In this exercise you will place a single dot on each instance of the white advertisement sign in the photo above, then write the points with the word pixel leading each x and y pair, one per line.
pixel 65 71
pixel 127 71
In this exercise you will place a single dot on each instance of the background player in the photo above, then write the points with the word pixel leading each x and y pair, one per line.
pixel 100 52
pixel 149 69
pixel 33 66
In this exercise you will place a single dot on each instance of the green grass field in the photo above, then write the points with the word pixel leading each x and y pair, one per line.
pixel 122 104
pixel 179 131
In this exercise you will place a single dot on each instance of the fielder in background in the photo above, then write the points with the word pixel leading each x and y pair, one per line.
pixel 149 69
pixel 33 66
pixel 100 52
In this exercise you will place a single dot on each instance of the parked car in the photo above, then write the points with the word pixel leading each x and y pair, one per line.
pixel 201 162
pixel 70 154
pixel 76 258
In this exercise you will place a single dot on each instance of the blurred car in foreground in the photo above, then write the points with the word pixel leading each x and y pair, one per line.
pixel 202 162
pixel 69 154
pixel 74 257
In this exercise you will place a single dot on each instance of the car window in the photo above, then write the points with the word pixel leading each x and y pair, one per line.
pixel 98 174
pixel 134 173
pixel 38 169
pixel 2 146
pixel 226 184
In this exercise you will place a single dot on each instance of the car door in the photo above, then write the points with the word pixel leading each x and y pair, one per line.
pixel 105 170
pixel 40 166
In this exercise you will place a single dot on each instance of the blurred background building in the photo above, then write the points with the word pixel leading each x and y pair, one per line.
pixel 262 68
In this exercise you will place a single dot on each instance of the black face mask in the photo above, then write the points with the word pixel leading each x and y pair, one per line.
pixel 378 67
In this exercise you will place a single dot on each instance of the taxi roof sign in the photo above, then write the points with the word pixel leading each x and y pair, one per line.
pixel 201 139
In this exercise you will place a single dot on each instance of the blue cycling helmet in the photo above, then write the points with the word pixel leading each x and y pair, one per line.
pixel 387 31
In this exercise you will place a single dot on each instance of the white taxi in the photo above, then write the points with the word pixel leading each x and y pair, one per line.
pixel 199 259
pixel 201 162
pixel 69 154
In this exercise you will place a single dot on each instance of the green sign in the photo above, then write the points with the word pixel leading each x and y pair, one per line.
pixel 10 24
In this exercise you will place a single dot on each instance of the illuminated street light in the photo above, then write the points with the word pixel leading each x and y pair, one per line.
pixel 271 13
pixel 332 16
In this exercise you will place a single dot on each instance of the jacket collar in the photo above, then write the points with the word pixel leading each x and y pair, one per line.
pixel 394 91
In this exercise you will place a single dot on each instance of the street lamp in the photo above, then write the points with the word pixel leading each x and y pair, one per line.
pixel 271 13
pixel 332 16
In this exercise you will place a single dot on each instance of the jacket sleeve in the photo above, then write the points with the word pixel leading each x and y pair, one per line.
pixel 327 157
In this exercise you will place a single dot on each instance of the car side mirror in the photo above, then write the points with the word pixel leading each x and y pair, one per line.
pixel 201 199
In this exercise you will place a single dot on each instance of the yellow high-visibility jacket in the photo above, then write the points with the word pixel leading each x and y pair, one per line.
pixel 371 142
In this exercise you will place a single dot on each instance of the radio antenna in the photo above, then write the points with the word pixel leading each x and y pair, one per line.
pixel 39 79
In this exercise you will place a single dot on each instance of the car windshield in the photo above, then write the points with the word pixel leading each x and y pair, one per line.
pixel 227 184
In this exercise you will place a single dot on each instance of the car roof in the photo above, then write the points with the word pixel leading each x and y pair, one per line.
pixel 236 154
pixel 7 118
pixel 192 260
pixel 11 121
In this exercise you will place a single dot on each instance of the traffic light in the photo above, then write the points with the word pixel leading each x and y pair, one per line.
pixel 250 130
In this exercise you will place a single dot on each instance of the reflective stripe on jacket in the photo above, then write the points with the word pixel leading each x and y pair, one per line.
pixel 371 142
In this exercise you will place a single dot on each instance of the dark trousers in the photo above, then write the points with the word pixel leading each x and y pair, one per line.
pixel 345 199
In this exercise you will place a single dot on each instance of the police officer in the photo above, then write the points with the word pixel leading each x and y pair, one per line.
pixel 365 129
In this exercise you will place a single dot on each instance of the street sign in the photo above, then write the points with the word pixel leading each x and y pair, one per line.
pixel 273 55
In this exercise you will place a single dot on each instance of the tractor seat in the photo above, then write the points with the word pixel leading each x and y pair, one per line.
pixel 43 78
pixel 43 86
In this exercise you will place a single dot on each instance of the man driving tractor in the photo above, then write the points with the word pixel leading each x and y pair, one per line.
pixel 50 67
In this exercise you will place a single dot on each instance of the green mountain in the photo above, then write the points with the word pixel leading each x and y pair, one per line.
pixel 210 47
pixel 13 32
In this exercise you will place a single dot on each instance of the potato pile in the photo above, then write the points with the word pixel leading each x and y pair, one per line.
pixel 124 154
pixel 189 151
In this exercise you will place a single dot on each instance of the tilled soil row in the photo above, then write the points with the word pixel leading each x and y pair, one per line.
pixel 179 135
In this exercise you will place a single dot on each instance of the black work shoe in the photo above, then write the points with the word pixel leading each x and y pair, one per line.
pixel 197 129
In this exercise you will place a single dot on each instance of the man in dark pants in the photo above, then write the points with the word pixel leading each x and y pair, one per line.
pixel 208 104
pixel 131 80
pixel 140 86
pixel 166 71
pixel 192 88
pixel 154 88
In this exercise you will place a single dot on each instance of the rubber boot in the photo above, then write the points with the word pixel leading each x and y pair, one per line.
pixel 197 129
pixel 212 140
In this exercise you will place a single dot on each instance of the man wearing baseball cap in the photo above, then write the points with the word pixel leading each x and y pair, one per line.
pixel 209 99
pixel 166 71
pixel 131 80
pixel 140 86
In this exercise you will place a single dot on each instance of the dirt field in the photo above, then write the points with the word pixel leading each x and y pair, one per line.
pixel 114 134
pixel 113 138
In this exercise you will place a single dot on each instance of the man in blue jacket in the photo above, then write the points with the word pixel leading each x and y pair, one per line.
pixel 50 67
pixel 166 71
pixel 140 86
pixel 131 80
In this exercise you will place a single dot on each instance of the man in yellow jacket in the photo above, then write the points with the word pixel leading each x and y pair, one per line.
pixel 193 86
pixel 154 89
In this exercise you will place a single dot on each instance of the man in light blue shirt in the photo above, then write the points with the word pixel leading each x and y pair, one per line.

-- YOUR ASSIGNMENT --
The material should be transcribed exactly, every line included.

-- ANSWER SECTION --
In this exercise you will place a single dot on each instance of the white advertisement sign in the photo above, then write the points with the word pixel leading each x and y pair, one per line.
pixel 65 71
pixel 127 71
In this exercise you will place a single dot on each instance of the background player in the photo above, then write the points with the word pixel leading each x and y pair, one per line.
pixel 100 52
pixel 149 69
pixel 33 66
In this exercise you will place a single dot on each instance of the green grass field in the photo above, then write the points with the word pixel leading each x and y pair, one per line.
pixel 122 104
pixel 179 131
In this exercise you will place a single dot on each instance of the fielder in background in the photo above, then write the points with the word pixel leading each x and y pair, one per line.
pixel 149 69
pixel 33 66
pixel 100 52
In this exercise you will place a single dot on each instance of the parked car in the photo above, then write the points with the word pixel leading each x and y pair, one per line.
pixel 201 162
pixel 70 154
pixel 76 258
In this exercise you will place a single dot on each instance of the blurred car in foreground in the photo above, then write the points with the word pixel leading each x and y pair, one per line.
pixel 202 162
pixel 69 154
pixel 74 257
In this exercise you will place a single dot on each instance of the car window in the photo above, then write the points with the word pixel leading each x and y pair, one per line.
pixel 98 174
pixel 134 173
pixel 38 169
pixel 2 146
pixel 226 184
In this exercise you will place a single dot on each instance of the car door in the photo above, then write the points with the word pixel leading each x and y pair, one per line.
pixel 105 170
pixel 40 166
In this exercise you will place a single dot on each instance of the blurred background building in the photo above, then write the points with the word pixel leading each x and y pair, one per line.
pixel 262 68
In this exercise you will place a single dot on each instance of the black face mask in the photo above, then write the points with the word pixel leading each x and y pair, one per line.
pixel 378 67
In this exercise you will place a single dot on each instance of the taxi roof sign in the photo above, then write the points with the word pixel leading each x and y pair, one per line.
pixel 201 139
In this exercise you will place a single dot on each instance of the blue cycling helmet in the photo above, then write the points with the word pixel leading each x and y pair, one per line.
pixel 387 31
In this exercise you will place a single dot on each instance of the white taxi in the photo above, then write the points with the word pixel leading each x and y pair, one per line.
pixel 199 259
pixel 201 162
pixel 69 154
In this exercise you will place a single dot on each instance of the green sign in the photo above, then write the points with the word pixel leading each x and y pair, one per line.
pixel 10 24
In this exercise you will place a single dot on each instance of the illuminated street light in the photo above, then write the points with the word pixel leading each x and y pair, one per line.
pixel 271 13
pixel 332 16
In this exercise you will place a single dot on each instance of the jacket collar in the photo above, then write the points with the word pixel leading each x and y pair, one per line.
pixel 394 91
In this exercise you will place a single dot on each instance of the street lamp in the photo above, then write the points with the word pixel leading each x and y pair, one per line.
pixel 271 13
pixel 332 16
In this exercise you will place a single dot on each instance of the jacket sleeve in the photo above, then write the points with the word pixel leading each x and y pair, one per line.
pixel 327 157
In this exercise you will place a single dot on each instance of the car side mirror in the photo above, then write the points with the word pixel leading each x and y pair, one per line.
pixel 201 199
In this exercise you will place a single dot on each instance of the yellow high-visibility jacket in the photo above, then write the points with the word pixel leading each x and y pair, one per line.
pixel 371 142
In this exercise you will place a single dot on each instance of the radio antenna in the photo above, then write the points with the word pixel leading each x and y pair, one per line.
pixel 39 79
In this exercise you will place a single dot on each instance of the car windshield in the photo above, then write the points with the word pixel leading each x and y pair, one per line.
pixel 227 184
In this exercise you will place a single dot on each instance of the car roof in the photo above, then write the points with the word pixel leading each x and y pair, one per line.
pixel 236 154
pixel 7 118
pixel 192 260
pixel 11 121
In this exercise you will place a single dot on each instance of the traffic light in the photo above, then write the points with the word pixel leading each x and y pair, one per line.
pixel 250 130
In this exercise you will place a single dot on each instance of the reflective stripe on jacket in the photo above, then write the points with the word pixel leading each x and y pair, one per line.
pixel 371 142
In this exercise you will place a single dot on each instance of the dark trousers in the photo above, then write the points with the word pixel leading each x and y pair, one per line.
pixel 345 199
In this exercise you will place a single dot on each instance of the police officer in the photo above, then write the points with the word pixel leading each x and y pair, one per line.
pixel 365 129
In this exercise you will place a single dot on each instance of the street sign in the photo above, then write the points with the word pixel leading each x and y pair, one per line.
pixel 273 55
In this exercise you will place a single dot on each instance of the tractor seat in the photo above, then write the points with the word pixel leading each x and y pair, one per line.
pixel 43 78
pixel 43 86
In this exercise you will place a single dot on each instance of the man driving tractor in the photo above, then write the points with the word pixel leading each x and y pair, one per line.
pixel 50 67
In this exercise you will place a single dot on each instance of the green mountain in the photo above, then write the points with the word pixel leading each x and y pair, one per line.
pixel 210 47
pixel 13 32
In this exercise you will place a single dot on each instance of the potato pile in the photo above, then write the points with the word pixel leading each x and y pair, one per line.
pixel 124 154
pixel 189 151
In this exercise you will place a single dot on each instance of the tilled soil row in the photo above, then write the points with the word pixel leading each x and y pair, one per line.
pixel 179 135
In this exercise you will place a single dot on each instance of the black work shoe in the photo above, then write the points with the word pixel leading each x and y pair, one per line.
pixel 197 129
In this exercise you will place a single dot on each instance of the man in dark pants in the photo above, then write the points with the word pixel leading each x and y pair, one per line.
pixel 208 104
pixel 131 80
pixel 140 86
pixel 166 71
pixel 192 88
pixel 154 88
In this exercise you will place a single dot on each instance of the rubber boot in the photo above, then write the points with the word pixel leading each x and y pair, one per line.
pixel 197 129
pixel 212 140
In this exercise you will place a single dot on each instance of the man wearing baseball cap in the photo above, then write the points with the word pixel leading each x and y pair, one per line.
pixel 209 99
pixel 166 71
pixel 131 80
pixel 140 86
In this exercise you will place a single dot on each instance of the dirt field in the photo above, then write the points with the word pixel leading each x and y pair, one per line.
pixel 114 134
pixel 113 138
In this exercise you will place a single dot on each instance of the man in blue jacket in the photo above, then write the points with the word pixel leading each x and y pair, one per line.
pixel 50 67
pixel 166 71
pixel 140 86
pixel 131 80
In this exercise you will place a single dot on each instance of the man in yellow jacket in the photo above, then write the points with the word pixel leading each x and y pair, one per line.
pixel 193 86
pixel 154 89
In this exercise you will place a single dot on each instance of the man in light blue shirt in the photo above, then write the points with the word pixel leading each x and y pair, one per line.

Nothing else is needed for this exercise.